- _DIRECTION_: Please pull out each line in the items below that contains the word "indicate".

- _THE RECORDS_:
[BEGIN]

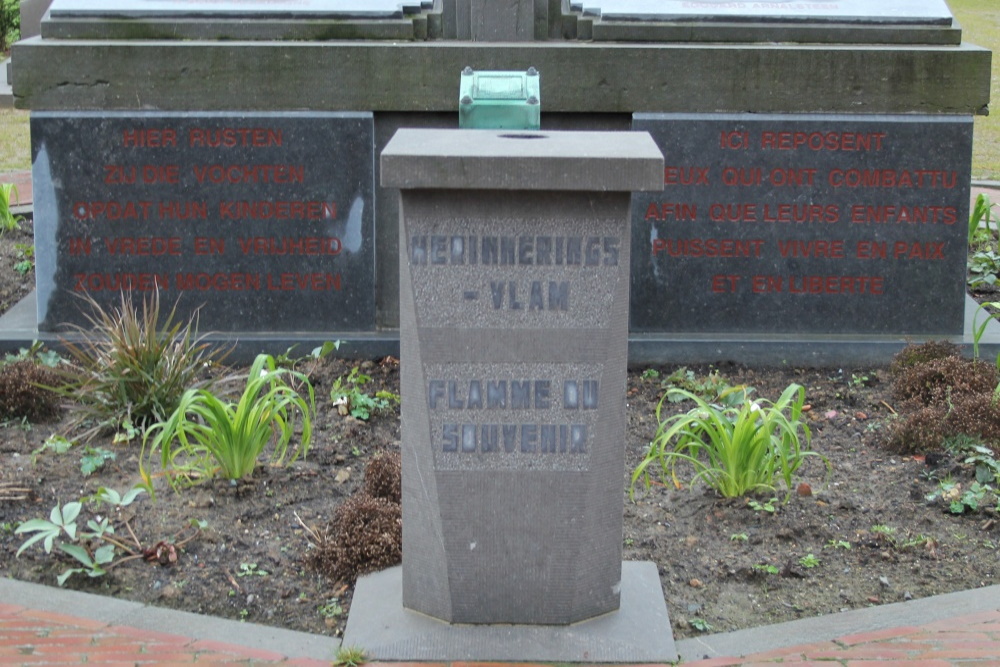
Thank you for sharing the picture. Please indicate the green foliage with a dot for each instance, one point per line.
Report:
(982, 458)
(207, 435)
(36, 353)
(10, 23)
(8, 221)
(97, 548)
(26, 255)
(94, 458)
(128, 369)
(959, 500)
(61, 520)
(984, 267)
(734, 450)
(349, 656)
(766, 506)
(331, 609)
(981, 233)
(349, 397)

[END]
[BEGIN]

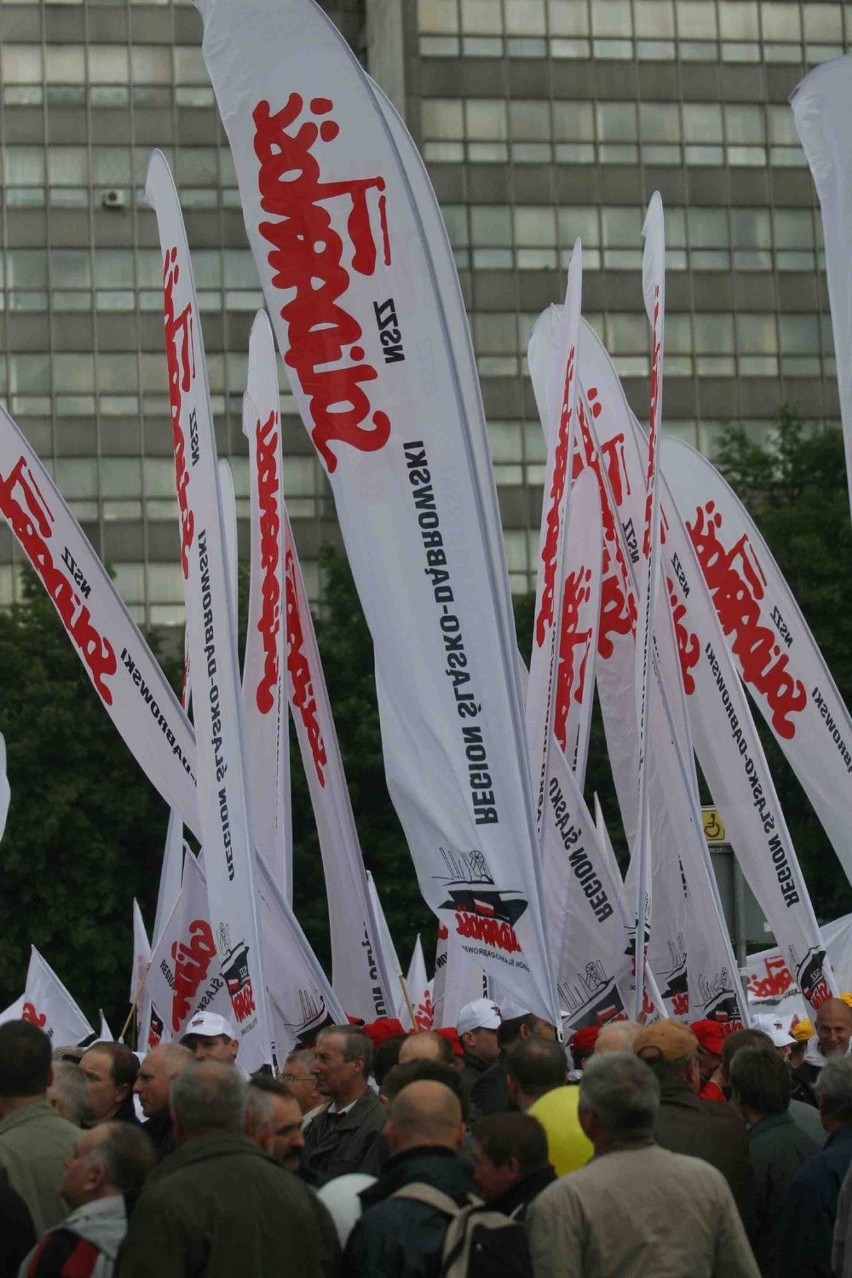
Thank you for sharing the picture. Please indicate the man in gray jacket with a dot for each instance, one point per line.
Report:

[END]

- _SOLUTION TO THE EXERCISE_:
Thank you for sharing the picture. Please indicate the green foliage with a dot for each instance, one point per line.
Thank you for sharing the picture. Please indicate the man in gray jacket with a dot for each instance, one point per line.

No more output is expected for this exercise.